→ **PASSAGE SHOWN**:

-- Opening Marker --

If you don't want any of the tabs you can use filter after reading everything:
for item in my_list:
item = item.filter(lambda x: x != '\t', item)
The best you can do is use the replace function, replacing tabs ('\t') for empty strings (''):
>>> z = ['\t\t\t\twoman-in-lingerie', '\t\t\tsitcom']
>>> map(lambda x: x.replace('\t',''), z)
['woman-in-lingerie', 'sitcom']
This might give you an idea:
>>> import re
>>> re.sub('\t+','\t', 'hello\t\t\t')
'hello\t'
>>>
z = '''\t\t\t\twoman-in-lingerie
newspaper-photo\t\t\t\t reference-to-marie-antoinette
\tempty-grave
\t\t\tbased-on-play
\t\t\tcanadian-humor\t\t\t
\t\t\tsitcom
hypocrisy\t\t\t\t\tstripper'''
import re
def displ(x):
return '\n'.join(map(repr,x.splitlines(True)))

-- Closing Marker --

→ **TO DO**:
**A.** In the tab-stripping passage, do these statements agree with it? (i) The replace approach swaps tab characters for empty strings. (ii) The re.sub call shown returns 'hello' with no tabs left. (iii) The filter is meant to be applied before everything has been read. Answer yes or no for each and quote the words that decide it.
**B.** Extend the tab-stripping passage past its final line of code.

→ **INFORMATION**:

-- Opening Marker --

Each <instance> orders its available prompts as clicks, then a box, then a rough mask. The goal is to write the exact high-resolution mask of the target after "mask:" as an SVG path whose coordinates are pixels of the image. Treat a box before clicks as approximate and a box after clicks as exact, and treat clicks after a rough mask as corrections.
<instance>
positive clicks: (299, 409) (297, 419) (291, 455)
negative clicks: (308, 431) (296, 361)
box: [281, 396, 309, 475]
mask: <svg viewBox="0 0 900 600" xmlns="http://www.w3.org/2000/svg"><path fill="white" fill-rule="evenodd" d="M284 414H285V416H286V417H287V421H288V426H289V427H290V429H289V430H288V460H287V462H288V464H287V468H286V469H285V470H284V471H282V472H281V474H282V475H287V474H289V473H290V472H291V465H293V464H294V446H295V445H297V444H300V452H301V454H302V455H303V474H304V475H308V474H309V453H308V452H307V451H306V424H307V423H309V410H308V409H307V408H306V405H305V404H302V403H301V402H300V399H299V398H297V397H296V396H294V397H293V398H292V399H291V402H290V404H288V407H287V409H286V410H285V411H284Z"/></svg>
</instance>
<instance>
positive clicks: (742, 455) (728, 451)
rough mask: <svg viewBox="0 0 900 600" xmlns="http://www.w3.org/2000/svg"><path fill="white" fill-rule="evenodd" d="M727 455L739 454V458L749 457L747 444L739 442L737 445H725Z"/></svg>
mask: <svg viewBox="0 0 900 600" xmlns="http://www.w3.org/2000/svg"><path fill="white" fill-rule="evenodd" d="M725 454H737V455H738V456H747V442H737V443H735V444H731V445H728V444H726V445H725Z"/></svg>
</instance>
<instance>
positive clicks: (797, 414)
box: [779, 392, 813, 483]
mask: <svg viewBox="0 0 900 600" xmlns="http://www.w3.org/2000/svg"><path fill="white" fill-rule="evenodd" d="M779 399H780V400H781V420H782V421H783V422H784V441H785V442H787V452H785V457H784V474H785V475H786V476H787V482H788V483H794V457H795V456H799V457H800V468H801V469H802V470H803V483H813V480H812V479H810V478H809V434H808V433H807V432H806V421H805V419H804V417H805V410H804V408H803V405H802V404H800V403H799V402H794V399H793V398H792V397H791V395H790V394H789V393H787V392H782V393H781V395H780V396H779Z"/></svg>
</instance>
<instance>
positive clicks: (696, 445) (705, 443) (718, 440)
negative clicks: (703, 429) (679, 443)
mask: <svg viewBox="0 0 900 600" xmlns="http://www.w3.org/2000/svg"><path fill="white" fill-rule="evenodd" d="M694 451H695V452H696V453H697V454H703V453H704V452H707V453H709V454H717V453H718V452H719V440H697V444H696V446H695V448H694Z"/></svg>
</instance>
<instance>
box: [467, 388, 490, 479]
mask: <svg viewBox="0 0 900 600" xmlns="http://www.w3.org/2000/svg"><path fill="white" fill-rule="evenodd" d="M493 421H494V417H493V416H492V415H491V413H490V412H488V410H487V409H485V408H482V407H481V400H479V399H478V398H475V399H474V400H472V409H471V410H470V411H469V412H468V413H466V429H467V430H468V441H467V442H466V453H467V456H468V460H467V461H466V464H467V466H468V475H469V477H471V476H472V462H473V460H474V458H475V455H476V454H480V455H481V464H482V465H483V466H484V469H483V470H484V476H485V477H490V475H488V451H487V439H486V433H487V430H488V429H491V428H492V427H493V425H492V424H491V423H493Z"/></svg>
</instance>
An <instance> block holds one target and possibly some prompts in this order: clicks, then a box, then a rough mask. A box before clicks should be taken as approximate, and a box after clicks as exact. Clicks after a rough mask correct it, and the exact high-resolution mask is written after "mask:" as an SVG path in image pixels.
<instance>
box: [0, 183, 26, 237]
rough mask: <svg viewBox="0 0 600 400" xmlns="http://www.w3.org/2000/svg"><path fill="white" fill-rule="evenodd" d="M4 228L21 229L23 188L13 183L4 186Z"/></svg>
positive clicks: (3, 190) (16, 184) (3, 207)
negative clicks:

-- Closing Marker --

→ **RESULTS BY TASK**:
**A.**
(i) Yes: "replacing tabs ('\t') for empty strings ('')"
(ii) No: "'hello\t'"
(iii) No: "you can use filter after reading everything"

**B.**
print displ(z)
print '-------------------------------'
zt = re.sub('\t+',' ',z)
print displ(zt)
print '-------------------------------'
zt = re.sub('(^\t+)|(\t+)',
lambda mat: '' if mat.group(1) else ' ',
z,
flags = re.MULTILINE)
print displ(zt)
print '-------------------------------'
zt = re.sub('(^[ \t]+)|([ \t]+)',
lambda mat: '' if mat.group(1) else ' ',
z,
flags = re.MULTILINE)
print displ(zt)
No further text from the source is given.